Problem description:
Copy out all of the lines below exactly; the pictures do not belong in the copy.

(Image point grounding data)

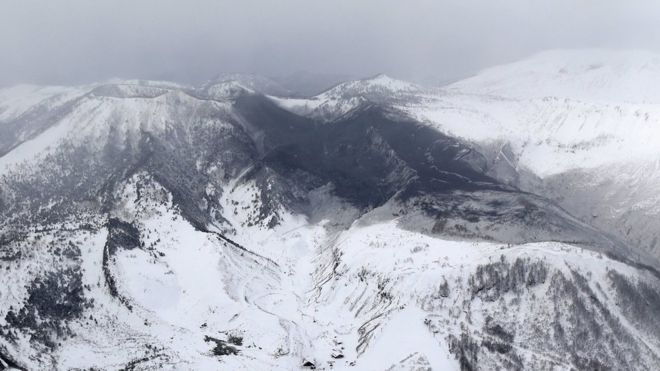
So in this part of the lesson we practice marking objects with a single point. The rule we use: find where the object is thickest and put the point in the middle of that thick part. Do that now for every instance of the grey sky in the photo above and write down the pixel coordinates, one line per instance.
(67, 41)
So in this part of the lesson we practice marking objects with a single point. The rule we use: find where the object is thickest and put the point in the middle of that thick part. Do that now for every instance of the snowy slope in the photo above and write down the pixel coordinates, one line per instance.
(585, 124)
(347, 96)
(147, 225)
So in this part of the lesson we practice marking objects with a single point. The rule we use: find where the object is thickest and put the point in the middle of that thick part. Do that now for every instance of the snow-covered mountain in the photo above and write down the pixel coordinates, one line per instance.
(378, 225)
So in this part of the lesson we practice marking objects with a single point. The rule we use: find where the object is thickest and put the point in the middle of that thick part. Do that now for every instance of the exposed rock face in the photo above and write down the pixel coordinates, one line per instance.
(150, 226)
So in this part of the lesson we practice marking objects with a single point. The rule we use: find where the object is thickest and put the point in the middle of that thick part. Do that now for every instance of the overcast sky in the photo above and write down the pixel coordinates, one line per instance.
(75, 41)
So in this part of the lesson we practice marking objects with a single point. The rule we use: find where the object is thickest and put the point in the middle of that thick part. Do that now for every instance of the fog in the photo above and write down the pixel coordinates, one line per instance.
(71, 42)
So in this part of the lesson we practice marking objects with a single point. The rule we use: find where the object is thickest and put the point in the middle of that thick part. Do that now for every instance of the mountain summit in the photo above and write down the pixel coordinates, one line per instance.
(377, 225)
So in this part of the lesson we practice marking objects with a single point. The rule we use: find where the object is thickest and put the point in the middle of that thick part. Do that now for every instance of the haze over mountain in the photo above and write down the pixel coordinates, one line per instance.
(505, 221)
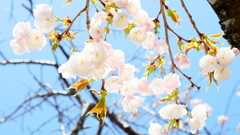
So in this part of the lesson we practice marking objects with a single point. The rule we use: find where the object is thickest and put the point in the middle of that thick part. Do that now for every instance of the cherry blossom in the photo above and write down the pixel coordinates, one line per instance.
(129, 88)
(225, 56)
(208, 63)
(35, 40)
(126, 72)
(171, 81)
(222, 73)
(121, 3)
(19, 46)
(149, 42)
(21, 30)
(155, 129)
(66, 71)
(137, 35)
(98, 18)
(95, 53)
(100, 72)
(144, 87)
(133, 6)
(172, 111)
(140, 17)
(113, 84)
(132, 103)
(44, 20)
(148, 26)
(116, 60)
(96, 31)
(157, 85)
(79, 64)
(120, 21)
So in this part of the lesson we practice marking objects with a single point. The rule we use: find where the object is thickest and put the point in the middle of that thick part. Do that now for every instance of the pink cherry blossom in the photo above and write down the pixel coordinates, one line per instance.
(158, 87)
(66, 71)
(21, 30)
(95, 53)
(120, 21)
(116, 60)
(172, 111)
(149, 42)
(171, 81)
(36, 40)
(113, 84)
(126, 72)
(144, 87)
(137, 35)
(19, 46)
(155, 129)
(222, 73)
(80, 65)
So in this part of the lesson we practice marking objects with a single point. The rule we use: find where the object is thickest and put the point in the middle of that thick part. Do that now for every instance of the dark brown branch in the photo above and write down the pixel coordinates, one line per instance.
(79, 126)
(75, 18)
(166, 34)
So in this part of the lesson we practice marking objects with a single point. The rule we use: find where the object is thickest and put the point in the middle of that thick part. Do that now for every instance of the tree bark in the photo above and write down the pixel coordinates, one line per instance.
(228, 12)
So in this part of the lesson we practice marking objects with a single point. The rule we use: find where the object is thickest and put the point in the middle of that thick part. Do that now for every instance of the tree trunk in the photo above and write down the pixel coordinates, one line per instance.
(228, 12)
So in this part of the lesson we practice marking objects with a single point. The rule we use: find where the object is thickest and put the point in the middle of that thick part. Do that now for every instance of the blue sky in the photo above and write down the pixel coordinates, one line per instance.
(16, 80)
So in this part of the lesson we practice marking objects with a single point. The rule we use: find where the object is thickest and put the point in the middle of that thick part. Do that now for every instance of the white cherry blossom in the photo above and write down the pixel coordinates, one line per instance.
(172, 111)
(113, 84)
(137, 35)
(126, 72)
(116, 60)
(132, 103)
(129, 88)
(66, 71)
(121, 3)
(196, 124)
(225, 56)
(120, 21)
(148, 26)
(44, 20)
(149, 42)
(95, 53)
(141, 17)
(208, 63)
(41, 8)
(171, 81)
(222, 73)
(155, 129)
(19, 46)
(96, 31)
(133, 6)
(79, 64)
(98, 18)
(21, 30)
(161, 46)
(157, 85)
(100, 72)
(35, 40)
(144, 87)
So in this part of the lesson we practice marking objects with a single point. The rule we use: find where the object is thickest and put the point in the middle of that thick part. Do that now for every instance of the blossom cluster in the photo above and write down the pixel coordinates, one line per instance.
(26, 38)
(224, 57)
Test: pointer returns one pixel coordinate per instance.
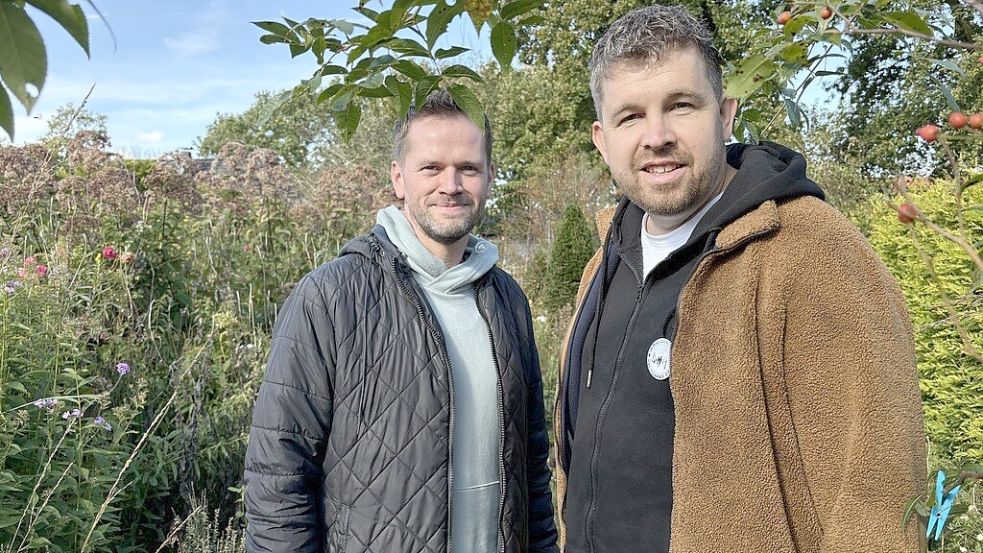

Response:
So in this part of the lesson we practice marking objects with a single point. The rule we use: find where the object is thickest and put the point in the middle of that thick part. Do that now for every instance of the grey sky in the photo above and write down the pixel coordinates, one line per instance.
(67, 41)
So in this part of the lesson we practice marking objects with a single point. The rule we use: find where the object is thickest and put the point in the middle of that thick part. Do that now for every instance of the snowy slope in the photo above and write down the pixel coordinates, one line per instance.
(585, 124)
(347, 96)
(147, 225)
So in this part of the lesson we practice marking objects with a single point. The rule we use: find where the object is thickest and put the point in the middle of that thick part. Do that now for every instance of the snow-covered mountain in the photo above and write down the pixel coordinates, one line per instance.
(378, 225)
So in this part of the lesson we practice marking objects with a single point. The rule we use: find where the object is thickest and put the point in the middle of that thick part. Do that now for every instance of the exposed rock face in the photo above and write down the pixel coordinates, one line per instance.
(150, 226)
So in this part of the lesson we practice marking objects with a single point. The rule we use: find where the object is thickest and put the point in the middle of that thick part. Do that now for every instance of the overcast sky in the photo above and write down the pixel coordinates, one line per instance.
(75, 41)
So in this part of the lesson we practice marking objects with a single point. The rule we use: find where the object is thickest and put the point in the middle of that thick part. Do that now for every instance of the fog in the photo above and write down the pixel coordinates, one line per instance.
(71, 42)
So in this part of the lesson we practice marking objects with a single point. The rule we use: find where the object is thickest and put the point in the middle of that thick part. Do that now for every instance of the mountain summit in the photo above and write down the pixel coordinates, one line per instance.
(377, 225)
So in this part of the lesson we practice marking objects with a single point. The rule we use: find where the object is thickest and put the point in the middle of that thick part. Do that now for every instance of the haze over mountain in the photo above and write down the pixel coordinates, one line per instance.
(505, 221)
So in this part of the lesson we practice marking objects with a single point. The rule we use: find where the object is thickest and put the point in the middle of that thick part. Do that now for every instance of the cherry blossom in the photo above and write down the pixel coordinates, one line per instance.
(129, 88)
(225, 56)
(208, 63)
(35, 40)
(126, 72)
(171, 81)
(222, 73)
(121, 3)
(19, 46)
(149, 42)
(21, 30)
(155, 129)
(66, 71)
(137, 35)
(98, 18)
(95, 53)
(100, 72)
(144, 87)
(133, 6)
(172, 111)
(140, 17)
(113, 84)
(132, 103)
(44, 20)
(148, 26)
(116, 60)
(96, 31)
(157, 85)
(79, 64)
(120, 21)
So in this part of the lesson we practice marking objects with a single point. The rule we use: find where the object is thickest and put the point in the middle of that thick part. Do that now for every instance of the pink cherry blossom in the photo above and write down the pixel coordinates, one line per instance.
(158, 87)
(66, 71)
(21, 30)
(95, 53)
(120, 21)
(116, 60)
(172, 111)
(149, 42)
(171, 81)
(36, 40)
(113, 84)
(126, 72)
(144, 87)
(137, 35)
(19, 46)
(155, 129)
(222, 73)
(80, 65)
So in this part of the lesson we practice marking objects with a single point. The rule we use: find where the object is thickest and put the point in the middle of that thick part. Do that now for every instance of the dark brown branch in the photo above and write down the pixel coordinates, one line per instance.
(79, 126)
(75, 18)
(166, 34)
So in this part of the lesson we practice marking objects with a single point. The rule we use: find where the object is thickest and put the point in the middle of that thick part. Do that now for every instance of the tree bark in the photo above and write down the pixel coordinates, one line per instance.
(228, 12)
So in this part of the lesson we practice marking objects with a single point. The rule we use: find where the object is thickest and put the point in the middle of that thick part. Do that now for every instance of the tree trunk in the photo above and write down the pixel coordinates, one line per instance.
(228, 12)
So in this part of the lesson we practice marking objects with a single point. The rule we use: find where the object is thickest and put the point in the middle of that thick part. Do that now for every instance of the blue sky in the photo above and write down the pixel coordinates, one line per instance.
(16, 80)
So in this part of the lesson we practice marking objects with a single point. The rule we use: find where the object is thickest and put the point in the middle of that thick part. Do that now for every instance of the white cherry blossom in the photo above and write down the pixel coordinates, one line per instance.
(172, 111)
(113, 84)
(137, 35)
(126, 72)
(116, 60)
(132, 103)
(129, 88)
(66, 71)
(121, 3)
(196, 124)
(225, 56)
(120, 21)
(148, 26)
(44, 20)
(149, 42)
(95, 53)
(141, 17)
(208, 63)
(41, 8)
(171, 81)
(222, 73)
(155, 129)
(19, 46)
(96, 31)
(133, 6)
(79, 64)
(98, 18)
(21, 30)
(161, 46)
(157, 85)
(100, 72)
(35, 40)
(144, 87)
So in this part of the lesson we practice marking objects with a single point. The rule we use: find where the object is thickest and put the point in the middle of that thick part. Do that now for every instance of the blossom cluster in the photo above and write down the pixel coordinates, one line per instance.
(26, 38)
(224, 57)
Test: pointer returns one pixel coordinate per instance.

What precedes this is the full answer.